§ **PAGE EXTRACT**:

Paul McKenzie, a liver cancer survivor, and his wife, Emma, sat down with CURE to share their experiences navigating life as care partners following multiple major surgeries. Together, the couple reflects on how their roles have evolved over time, from the intensive demands of early recovery to the ongoing process of managing long-term side effects and daily routines.

In this conversation, Paul and Emma offer an honest look at the realities of life after treatment, including the physical challenges Paul continues to face and the adjustments required to establish a “new normal.”

You can catch more of their conversation here!

CURE: Okay, Emma and Paul, can you start off by walking us through what a typical day looks like for you as care partners? How do your roles complement each other, and what are some of the challenges you’ve faced while acclimating to these roles?

Paul: I suppose, as the patient, I have good and bad days because there’s been collateral damage. Particularly after having the Whipple in 2019, I became a diabetic. My digestive system is a complete mess, so eating is a challenge every day. One has to be aware of those good and bad days. I’d probably say I’m 80% positive and 20% negative; I just go off and have a grumble to myself thinking, "Why has my body done this to me?" Just lots of "whys," really. But then I give myself a bit of a kick and say, "Look, this is it now, so just make the best of it."

§ **PROVIDED MATERIAL**:

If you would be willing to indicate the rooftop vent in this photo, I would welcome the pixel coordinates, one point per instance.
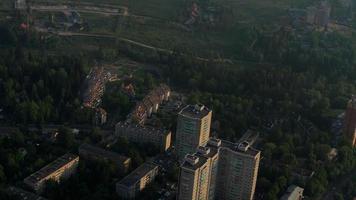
(214, 142)
(191, 159)
(243, 146)
(203, 150)
(199, 107)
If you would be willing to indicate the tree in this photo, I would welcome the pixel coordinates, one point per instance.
(65, 137)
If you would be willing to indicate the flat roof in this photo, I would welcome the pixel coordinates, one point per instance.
(23, 194)
(145, 129)
(202, 158)
(103, 153)
(249, 136)
(195, 111)
(50, 168)
(234, 147)
(137, 174)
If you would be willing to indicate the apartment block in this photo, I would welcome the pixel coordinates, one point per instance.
(144, 134)
(130, 186)
(193, 129)
(220, 170)
(61, 168)
(95, 153)
(198, 174)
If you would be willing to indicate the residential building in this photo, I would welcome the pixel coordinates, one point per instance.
(130, 186)
(350, 121)
(21, 194)
(61, 168)
(144, 134)
(198, 174)
(95, 153)
(238, 169)
(100, 116)
(193, 129)
(293, 193)
(220, 170)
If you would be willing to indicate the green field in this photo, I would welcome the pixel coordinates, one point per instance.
(159, 23)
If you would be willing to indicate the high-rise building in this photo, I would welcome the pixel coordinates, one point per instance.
(193, 129)
(220, 170)
(130, 186)
(196, 174)
(350, 121)
(238, 168)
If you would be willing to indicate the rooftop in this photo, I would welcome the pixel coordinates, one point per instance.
(199, 160)
(195, 111)
(146, 129)
(50, 168)
(237, 147)
(137, 174)
(250, 136)
(103, 153)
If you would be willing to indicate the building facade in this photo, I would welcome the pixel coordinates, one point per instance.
(61, 168)
(350, 121)
(139, 134)
(193, 129)
(198, 174)
(226, 171)
(130, 186)
(95, 153)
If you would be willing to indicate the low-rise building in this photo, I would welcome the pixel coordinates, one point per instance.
(293, 193)
(130, 186)
(21, 194)
(95, 153)
(139, 134)
(100, 116)
(62, 168)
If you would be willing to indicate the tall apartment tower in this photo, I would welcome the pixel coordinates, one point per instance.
(198, 174)
(220, 170)
(238, 169)
(350, 121)
(193, 129)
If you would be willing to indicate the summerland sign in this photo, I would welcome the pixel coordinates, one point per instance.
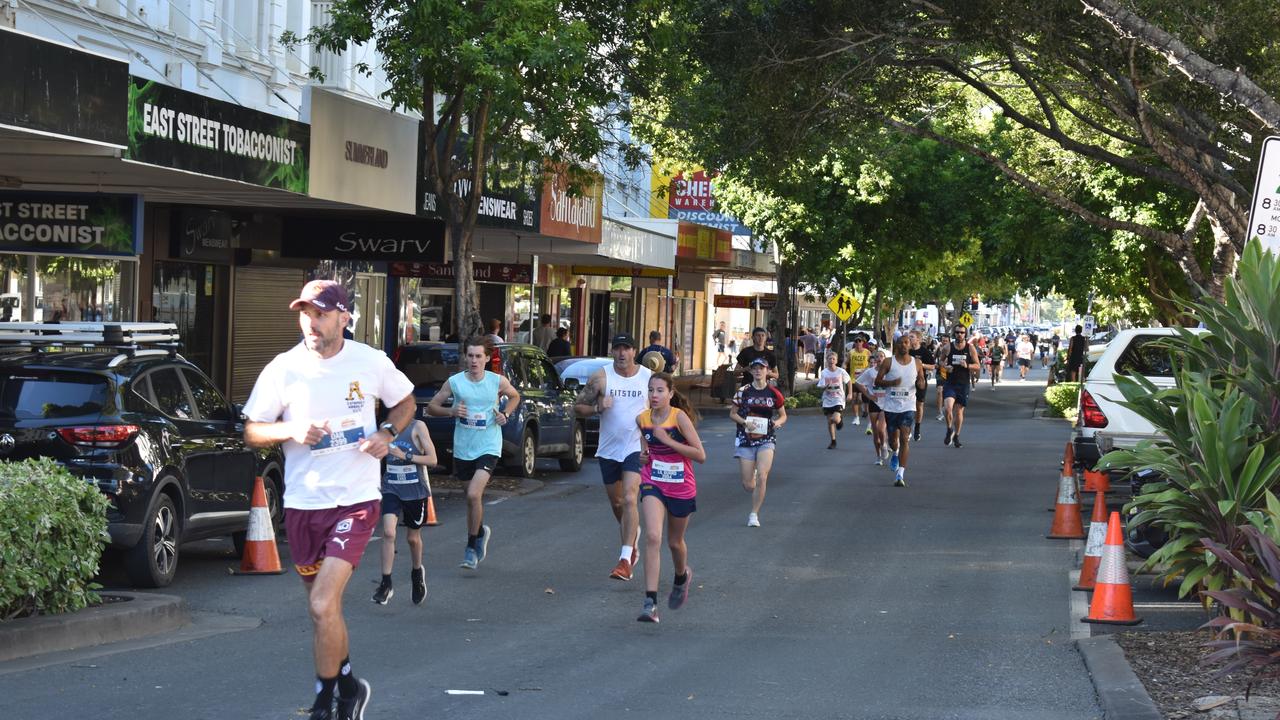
(364, 238)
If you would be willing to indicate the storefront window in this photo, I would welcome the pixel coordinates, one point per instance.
(46, 288)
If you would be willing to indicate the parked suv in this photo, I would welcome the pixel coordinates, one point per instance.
(144, 424)
(544, 425)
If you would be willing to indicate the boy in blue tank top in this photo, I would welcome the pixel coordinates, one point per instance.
(476, 434)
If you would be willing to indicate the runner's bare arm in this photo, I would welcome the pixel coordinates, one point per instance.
(585, 402)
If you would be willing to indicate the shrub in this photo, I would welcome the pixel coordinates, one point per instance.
(53, 529)
(1061, 399)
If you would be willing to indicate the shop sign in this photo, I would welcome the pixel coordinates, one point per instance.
(572, 217)
(734, 301)
(364, 238)
(71, 223)
(699, 242)
(508, 191)
(60, 90)
(483, 272)
(361, 154)
(690, 196)
(174, 128)
(205, 235)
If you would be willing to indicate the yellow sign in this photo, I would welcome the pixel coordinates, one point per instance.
(844, 305)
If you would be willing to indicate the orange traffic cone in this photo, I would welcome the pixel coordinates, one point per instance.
(1097, 481)
(1066, 513)
(1093, 546)
(1112, 597)
(260, 554)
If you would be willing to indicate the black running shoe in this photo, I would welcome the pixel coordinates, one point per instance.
(353, 709)
(384, 592)
(417, 577)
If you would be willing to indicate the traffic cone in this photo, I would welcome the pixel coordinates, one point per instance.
(1066, 513)
(260, 554)
(1097, 481)
(1093, 546)
(1112, 597)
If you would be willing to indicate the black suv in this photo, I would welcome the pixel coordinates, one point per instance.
(146, 425)
(544, 425)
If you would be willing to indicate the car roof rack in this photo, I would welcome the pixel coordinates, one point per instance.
(129, 338)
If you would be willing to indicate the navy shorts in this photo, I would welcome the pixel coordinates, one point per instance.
(466, 469)
(676, 506)
(895, 420)
(959, 392)
(611, 470)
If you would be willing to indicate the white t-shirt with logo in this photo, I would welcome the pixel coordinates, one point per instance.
(341, 391)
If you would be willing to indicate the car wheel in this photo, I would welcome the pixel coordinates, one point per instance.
(152, 563)
(572, 461)
(528, 459)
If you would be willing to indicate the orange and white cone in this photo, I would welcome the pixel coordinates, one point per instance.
(1066, 513)
(1112, 597)
(1097, 481)
(1093, 546)
(260, 554)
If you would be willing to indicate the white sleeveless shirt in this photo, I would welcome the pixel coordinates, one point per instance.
(620, 436)
(900, 397)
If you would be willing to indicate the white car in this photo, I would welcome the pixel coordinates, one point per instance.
(1104, 424)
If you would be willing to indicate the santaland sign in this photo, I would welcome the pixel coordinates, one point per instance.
(71, 223)
(174, 128)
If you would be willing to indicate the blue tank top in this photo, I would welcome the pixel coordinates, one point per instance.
(401, 477)
(479, 433)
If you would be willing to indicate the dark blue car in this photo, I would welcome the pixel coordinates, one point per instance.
(544, 425)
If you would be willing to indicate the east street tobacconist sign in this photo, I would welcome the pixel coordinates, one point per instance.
(176, 128)
(69, 223)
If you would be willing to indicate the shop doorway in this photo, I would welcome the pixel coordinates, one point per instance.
(195, 297)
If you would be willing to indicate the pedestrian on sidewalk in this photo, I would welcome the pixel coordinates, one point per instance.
(836, 392)
(319, 401)
(618, 392)
(961, 360)
(479, 414)
(901, 377)
(405, 495)
(758, 410)
(670, 446)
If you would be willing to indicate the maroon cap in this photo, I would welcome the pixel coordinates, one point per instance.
(325, 295)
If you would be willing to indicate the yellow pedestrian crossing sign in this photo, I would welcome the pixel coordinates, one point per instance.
(844, 305)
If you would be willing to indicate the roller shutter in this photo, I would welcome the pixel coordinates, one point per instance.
(263, 324)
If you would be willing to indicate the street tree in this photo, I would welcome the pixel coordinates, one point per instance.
(529, 81)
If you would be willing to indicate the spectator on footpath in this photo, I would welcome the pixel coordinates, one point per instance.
(545, 333)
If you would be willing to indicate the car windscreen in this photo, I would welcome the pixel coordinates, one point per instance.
(26, 395)
(1146, 356)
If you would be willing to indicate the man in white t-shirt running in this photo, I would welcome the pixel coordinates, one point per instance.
(319, 400)
(618, 392)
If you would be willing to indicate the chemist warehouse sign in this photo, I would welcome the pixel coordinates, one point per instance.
(176, 128)
(68, 223)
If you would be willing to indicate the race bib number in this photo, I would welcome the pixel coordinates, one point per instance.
(474, 420)
(402, 474)
(663, 472)
(344, 433)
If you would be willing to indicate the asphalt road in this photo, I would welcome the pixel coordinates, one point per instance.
(853, 600)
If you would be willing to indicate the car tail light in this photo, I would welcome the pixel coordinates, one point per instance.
(99, 436)
(1092, 415)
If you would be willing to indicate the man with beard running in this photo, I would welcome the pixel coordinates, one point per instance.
(618, 392)
(961, 360)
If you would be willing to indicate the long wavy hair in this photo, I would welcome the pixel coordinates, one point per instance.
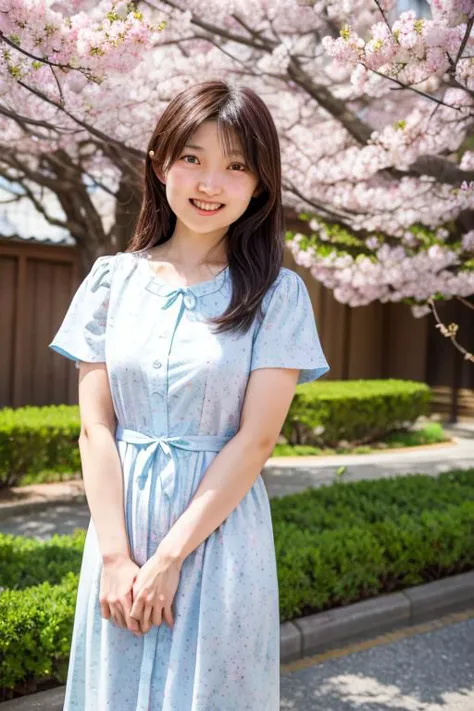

§ **WHAT IS NEEDED**:
Answer these questions using the care partner interview:
1. What type of cancer did Paul survive?
2. In what year did Paul have the Whipple?
3. What positive-to-negative split does Paul give for himself?
The records were taken from a separate source.

§ **WRITTEN SOLUTION**:
1. Liver cancer
2. 2019
3. 80% positive and 20% negative